_Directive A_. Name every material mentioned in the first comment of the tensegrity thread below.

_Article_.
Tensegrity - ics
http://en.wikipedia.org/wiki/Tensegrity
======
Animats
Designing structures such that all elements are either in tension or
compression, with no bend moments, used to be very important in the era of
iron bridges. Truss type railroad bridges were built that way. Often the
joints were actual pins, so that no bend moment could be applied at a joint.
Iron didn't handle bend moments well, but cast iron could handle pure
compression and wrought iron could handle pure tension.

Steel is equally strong in tension and compression, and once good steel became
cheap, structural design was much less constrained. (Mass production of steel
came later than is generally realized. Until about 1890, good steel was about
as rare as titanium is now. Steel swords go back a long way, but I-beams
don't.)

------
gkop
Probably the very coolest way to set up a hammock:
[https://www.youtube.com/playlist?list=PL4IGA3iO2R62SAhLcIbKE...](https://www.youtube.com/playlist?list=PL4IGA3iO2R62SAhLcIbKE2fCAcXbY-1K9)

[Saved entries]
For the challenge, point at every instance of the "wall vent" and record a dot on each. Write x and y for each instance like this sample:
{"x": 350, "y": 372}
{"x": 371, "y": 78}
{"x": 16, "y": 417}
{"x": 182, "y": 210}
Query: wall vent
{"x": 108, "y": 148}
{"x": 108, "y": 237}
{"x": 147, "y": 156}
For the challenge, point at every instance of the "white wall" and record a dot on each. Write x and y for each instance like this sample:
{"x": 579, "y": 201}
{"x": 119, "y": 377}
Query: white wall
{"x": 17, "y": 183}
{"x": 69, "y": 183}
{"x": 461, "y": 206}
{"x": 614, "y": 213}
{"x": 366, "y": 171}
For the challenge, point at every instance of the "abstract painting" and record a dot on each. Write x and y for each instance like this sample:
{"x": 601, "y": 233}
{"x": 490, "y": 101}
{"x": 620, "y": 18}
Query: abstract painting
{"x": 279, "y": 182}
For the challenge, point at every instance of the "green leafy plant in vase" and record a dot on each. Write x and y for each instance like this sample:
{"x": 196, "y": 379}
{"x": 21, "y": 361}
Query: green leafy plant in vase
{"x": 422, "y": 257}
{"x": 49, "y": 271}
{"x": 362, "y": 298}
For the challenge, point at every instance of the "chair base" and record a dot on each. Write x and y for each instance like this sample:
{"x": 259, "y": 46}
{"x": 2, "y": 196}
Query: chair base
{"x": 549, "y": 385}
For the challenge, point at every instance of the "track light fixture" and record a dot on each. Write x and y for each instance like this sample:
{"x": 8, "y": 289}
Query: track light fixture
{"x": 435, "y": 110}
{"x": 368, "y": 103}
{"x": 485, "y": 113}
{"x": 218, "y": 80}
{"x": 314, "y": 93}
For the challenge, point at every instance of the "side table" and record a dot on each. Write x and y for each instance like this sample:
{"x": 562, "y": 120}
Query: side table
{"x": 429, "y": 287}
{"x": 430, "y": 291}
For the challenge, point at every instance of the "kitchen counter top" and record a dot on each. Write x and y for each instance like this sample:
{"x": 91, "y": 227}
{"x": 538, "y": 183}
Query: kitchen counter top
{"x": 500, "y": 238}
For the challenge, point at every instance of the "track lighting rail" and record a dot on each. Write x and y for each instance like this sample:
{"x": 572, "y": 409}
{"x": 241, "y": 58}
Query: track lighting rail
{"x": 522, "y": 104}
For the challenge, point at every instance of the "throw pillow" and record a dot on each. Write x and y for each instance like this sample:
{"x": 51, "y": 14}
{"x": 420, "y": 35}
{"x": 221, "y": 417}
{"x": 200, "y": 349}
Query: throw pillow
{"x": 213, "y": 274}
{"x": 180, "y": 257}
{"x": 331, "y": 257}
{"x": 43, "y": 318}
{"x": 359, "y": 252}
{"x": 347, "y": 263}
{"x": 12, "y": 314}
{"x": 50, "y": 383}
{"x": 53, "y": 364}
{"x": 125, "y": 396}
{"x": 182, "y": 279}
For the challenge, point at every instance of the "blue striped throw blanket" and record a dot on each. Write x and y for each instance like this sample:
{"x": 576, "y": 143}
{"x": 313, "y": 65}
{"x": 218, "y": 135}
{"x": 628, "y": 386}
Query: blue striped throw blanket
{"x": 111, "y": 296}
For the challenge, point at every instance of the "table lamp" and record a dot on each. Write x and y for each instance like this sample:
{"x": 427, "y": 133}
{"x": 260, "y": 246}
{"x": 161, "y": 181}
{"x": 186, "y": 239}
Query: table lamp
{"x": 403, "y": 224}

_Directive B_. Return each line of the entries above that contains the string "blanket", treating case as significant.

_Task response A_. iron, cast iron, wrought iron, steel, titanium

_Task response B_.
For the challenge, point at every instance of the "blue striped throw blanket" and record a dot on each. Write x and y for each instance like this sample:
Query: blue striped throw blanket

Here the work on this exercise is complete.